____ EXCERPT PROVIDED
Wednesday, November 9, 2016

The Guardian Angels within: A Memoir of my time with art therapist Ben Ploger



The Guardian Angels Within
By Patricia F. "Patty" McGehee
As a small child I sat many days along side my mother as she painted many works of art. She always included me in her activities allowing me to paint my childish paintings to keep me busy and out of her way. She was a wonderful painter.

As an abused wife, most of Mother's  works were destroyed by my abusive father in rages he threw at her in the apartment. My mother's safe place was the Delgado Museum of Art in New Orleans. When I was very small and not in  school as of yet, she would walk with me  to City Park to heal emotionally and spiritually.  There in the cool, serene atmosphere, (yes, there was air condition!) Mother would dream about becoming a great artist.  Delgado calmed her nerves and distracted her from the terrible life she had.
________
____ GIVEN DATA
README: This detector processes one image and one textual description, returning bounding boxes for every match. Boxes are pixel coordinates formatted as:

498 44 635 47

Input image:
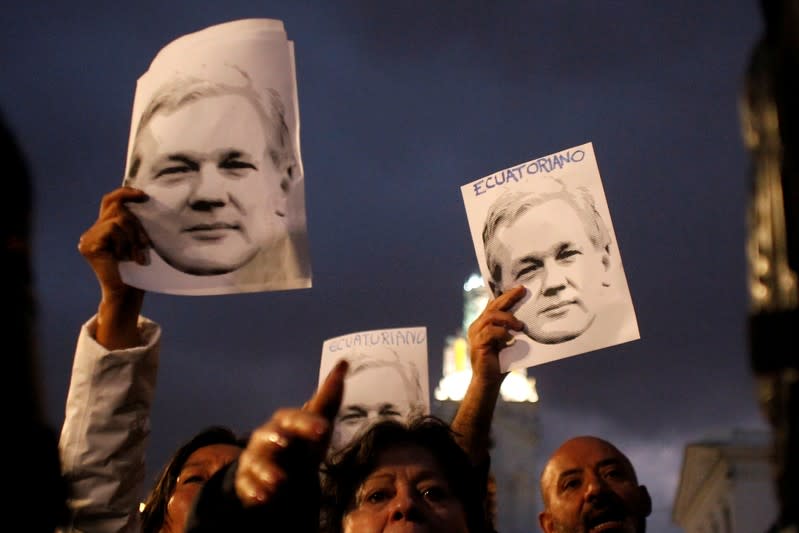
________
## [REQUIREMENT A]
Retype the part of the memoir excerpt starting with "The Guardian Angels within: A" and going on through "a wonderful painter.".
## [REQUIREMENT B]
Answer these questions using the memoir excerpt:
(i) Which art therapist is named in the title?
(ii) What did the mother allow the writer to do to stay busy and out of her way?
(iii) What place does the writer call the mother's safe place?

## [YOUR RESPONSE A]
The Guardian Angels within: A Memoir of my time with art therapist Ben Ploger



The Guardian Angels Within
By Patricia F. "Patty" McGehee
As a small child I sat many days along side my mother as she painted many works of art. She always included me in her activities allowing me to paint my childish paintings to keep me busy and out of her way. She was a wonderful painter.

## [YOUR RESPONSE B]
(i) Ben Ploger
(ii) Paint childish paintings
(iii) The Delgado Museum of Art in New Orleans